== SET EXERCISE ==
Reproduce the following material verbatim, preserving every line without alteration.

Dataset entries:

START

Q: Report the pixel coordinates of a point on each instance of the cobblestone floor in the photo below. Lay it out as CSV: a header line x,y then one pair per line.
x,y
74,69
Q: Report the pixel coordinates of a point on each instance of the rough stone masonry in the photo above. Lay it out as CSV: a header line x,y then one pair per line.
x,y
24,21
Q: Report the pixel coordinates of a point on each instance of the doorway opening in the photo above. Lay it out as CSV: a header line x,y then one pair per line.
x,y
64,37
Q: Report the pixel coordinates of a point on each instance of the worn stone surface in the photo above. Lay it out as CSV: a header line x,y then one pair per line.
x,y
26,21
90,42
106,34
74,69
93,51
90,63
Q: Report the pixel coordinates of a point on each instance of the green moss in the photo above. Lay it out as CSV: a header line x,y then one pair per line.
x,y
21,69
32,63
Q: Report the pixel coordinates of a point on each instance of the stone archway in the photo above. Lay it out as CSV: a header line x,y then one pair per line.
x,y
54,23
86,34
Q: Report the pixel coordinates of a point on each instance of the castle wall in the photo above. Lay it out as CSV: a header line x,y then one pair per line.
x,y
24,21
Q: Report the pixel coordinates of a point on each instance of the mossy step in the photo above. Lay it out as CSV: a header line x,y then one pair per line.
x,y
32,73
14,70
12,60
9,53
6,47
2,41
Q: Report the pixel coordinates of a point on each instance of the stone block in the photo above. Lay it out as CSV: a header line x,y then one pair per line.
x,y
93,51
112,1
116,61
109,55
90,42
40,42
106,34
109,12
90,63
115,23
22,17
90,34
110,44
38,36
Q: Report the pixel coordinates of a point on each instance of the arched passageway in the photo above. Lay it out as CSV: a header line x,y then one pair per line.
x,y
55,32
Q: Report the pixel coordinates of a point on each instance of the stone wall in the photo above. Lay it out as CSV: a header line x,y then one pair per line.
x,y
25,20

END

== THE RESULT ==
Q: Report the pixel coordinates of a point on each instance of the cobblestone floor in the photo below. Lay it out as CSV: a header line x,y then one pair per line.
x,y
74,69
Q: Report the pixel coordinates of a point on each instance of the rough stone masonry in the photo above. Lay it out as CSV: a header line x,y then one pair per line.
x,y
24,21
Q: Report the pixel coordinates of a point on each instance of the doorway opening in the photo above. Lay it out as CSV: a header line x,y then one pair per line.
x,y
64,37
Q: Report the pixel coordinates of a point on each instance of the worn stone surface in the photo above. Lay it out as CSV: a header line x,y then one pair per line.
x,y
26,21
90,42
106,34
74,69
93,51
90,63
Q: Report the pixel coordinates of a point on each instance of the green moss in the photo above. Lay it out as CSV: a header line x,y then one pair per line.
x,y
21,69
32,63
Q: Report the pixel coordinates of a point on each instance of the stone archway in the photo above. Lay it out as CSV: a header line x,y then one pair per line.
x,y
54,23
86,34
Q: Report the pixel coordinates of a point on each instance of the castle wall in the photo above. Lay it out as CSV: a header line x,y then one pair per line.
x,y
24,21
Q: Report the pixel coordinates of a point on each instance of the mossy step in the photo above. Lay it out as CSV: a header line x,y then one pair per line.
x,y
32,73
14,70
12,60
9,53
6,47
2,41
Q: Report the pixel coordinates of a point on each instance of the stone block in the photo above. Lay it out as CSV: a header line x,y then one pair per line.
x,y
93,51
112,1
116,61
109,55
90,42
40,42
106,34
109,12
90,63
115,23
22,17
90,34
110,44
38,36
Q: Report the pixel coordinates of a point on each instance of the arched passageway in the photo above. Lay it out as CSV: a header line x,y then one pair per line.
x,y
55,32
Q: Report the pixel coordinates of a point on each instance of the stone wall in the photo above. Lay it out as CSV: a header line x,y then one pair per line.
x,y
25,20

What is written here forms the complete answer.